Records shown –
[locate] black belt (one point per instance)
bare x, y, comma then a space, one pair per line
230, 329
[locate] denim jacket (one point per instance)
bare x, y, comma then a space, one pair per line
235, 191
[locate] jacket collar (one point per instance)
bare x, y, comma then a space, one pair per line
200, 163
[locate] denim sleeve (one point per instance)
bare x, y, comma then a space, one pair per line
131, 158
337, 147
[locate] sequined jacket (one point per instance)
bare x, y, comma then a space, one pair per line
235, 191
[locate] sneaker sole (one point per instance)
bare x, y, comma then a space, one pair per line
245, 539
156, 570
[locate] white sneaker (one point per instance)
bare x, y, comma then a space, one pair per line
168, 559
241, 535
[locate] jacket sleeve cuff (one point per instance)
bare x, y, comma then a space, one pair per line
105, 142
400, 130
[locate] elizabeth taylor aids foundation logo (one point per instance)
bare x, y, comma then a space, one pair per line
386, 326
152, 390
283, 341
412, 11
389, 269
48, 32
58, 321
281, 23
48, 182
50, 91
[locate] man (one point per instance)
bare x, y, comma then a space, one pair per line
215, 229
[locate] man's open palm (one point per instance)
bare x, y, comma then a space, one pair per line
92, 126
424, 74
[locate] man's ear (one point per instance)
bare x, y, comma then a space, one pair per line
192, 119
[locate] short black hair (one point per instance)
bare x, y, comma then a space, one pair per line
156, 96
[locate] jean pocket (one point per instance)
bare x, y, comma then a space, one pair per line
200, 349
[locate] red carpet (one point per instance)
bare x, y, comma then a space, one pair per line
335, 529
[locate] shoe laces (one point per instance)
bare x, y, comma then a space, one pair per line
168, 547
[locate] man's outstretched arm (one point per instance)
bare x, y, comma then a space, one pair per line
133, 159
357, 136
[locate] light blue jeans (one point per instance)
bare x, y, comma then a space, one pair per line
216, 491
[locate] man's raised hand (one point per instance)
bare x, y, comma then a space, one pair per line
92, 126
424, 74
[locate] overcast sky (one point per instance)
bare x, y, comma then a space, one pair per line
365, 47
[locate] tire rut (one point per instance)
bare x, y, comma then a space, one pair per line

Objective –
Rewrite every line of the material above as a numbered list, leaving out any blank lines.

Worked answer –
1. [locate] black belt (one point per instance)
2. bare x, y, comma then a space, one pair per line
3. 230, 329
4. [locate] denim jacket (one point per instance)
5. bare x, y, comma then a space, one pair per line
6. 235, 191
7. [locate] jacket collar (one point per instance)
8. bare x, y, comma then a space, one pair per line
9. 200, 163
10. [locate] denim sleeve (one point per instance)
11. bare x, y, comma then a space, one pair per line
12. 131, 158
13. 337, 147
14. [locate] sequined jacket (one point per instance)
15. bare x, y, comma then a space, one pair per line
16. 235, 191
17. [locate] sneaker sole (one point per instance)
18. bare x, y, comma then a space, one pair per line
19. 245, 539
20. 156, 570
21. [locate] white sneaker (one point per instance)
22. bare x, y, comma then a space, one pair per line
23. 168, 559
24. 241, 535
25. [locate] jacket sleeve cuff (one point per instance)
26. bare x, y, comma then a space, one pair per line
27. 105, 142
28. 400, 130
29. [locate] elizabeth taylor aids foundation logo (one point per instance)
30. bare x, y, comma then a space, one pair per line
31. 386, 326
32. 152, 390
33. 283, 341
34. 412, 11
35. 389, 269
36. 48, 32
37. 58, 321
38. 281, 23
39. 48, 182
40. 50, 91
41. [locate] man (one point per instance)
42. bare x, y, comma then a space, one pair per line
43. 215, 229
44. [locate] man's open palm (one point per instance)
45. bare x, y, comma then a space, one pair per line
46. 92, 126
47. 424, 74
48. [locate] man's ear (one point per instance)
49. bare x, y, comma then a space, one pair per line
50. 192, 119
51. [locate] short black hair (one point per instance)
52. bare x, y, comma then a space, one pair per line
53. 156, 96
54. [locate] jean pocket (one point per instance)
55. bare x, y, comma then a space, one pair per line
56. 200, 349
57. [locate] red carpet (one point per instance)
58. bare x, y, comma then a space, one pair per line
59. 335, 529
60. [locate] shoe laces (one point per instance)
61. bare x, y, comma then a space, one pair per line
62. 168, 547
63. [locate] man's outstretched arm (one point per instance)
64. bare x, y, comma then a space, one pair per line
65. 133, 159
66. 357, 136
67. [locate] light blue jeans (one point per instance)
68. bare x, y, comma then a space, one pair per line
69. 216, 491
70. [locate] man's raised hand (one point per instance)
71. bare x, y, comma then a space, one pair per line
72. 92, 126
73. 424, 74
74. [locate] overcast sky (one point per instance)
75. bare x, y, comma then a space, one pair per line
76. 365, 47
77. [locate] tire rut (one point per instance)
78. bare x, y, comma then a space, one pair per line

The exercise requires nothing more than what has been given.